(Natural-language object grounding data)
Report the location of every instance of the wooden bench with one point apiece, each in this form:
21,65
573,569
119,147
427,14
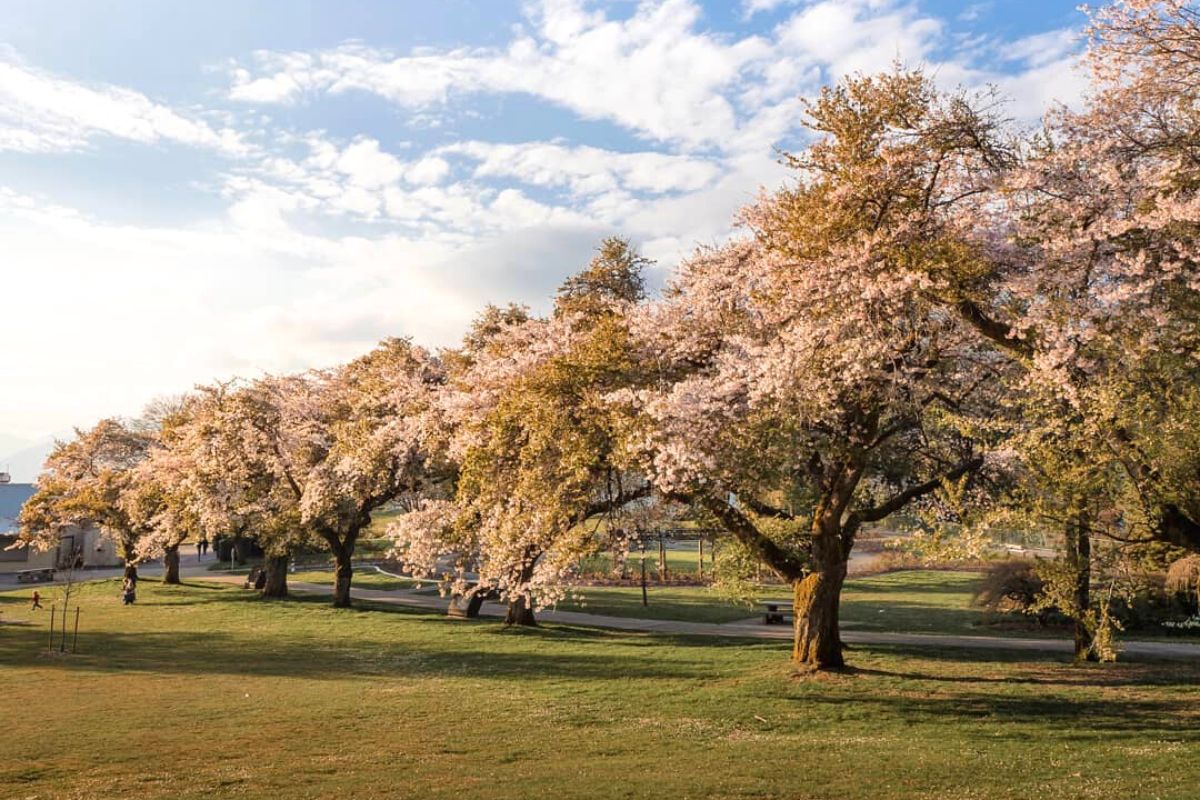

Task:
Without the pictures, give back the entries exactly.

Reply to the task:
Report the location of every instance of the wooden bench with one point apiece, each in this form:
21,65
573,569
119,147
427,14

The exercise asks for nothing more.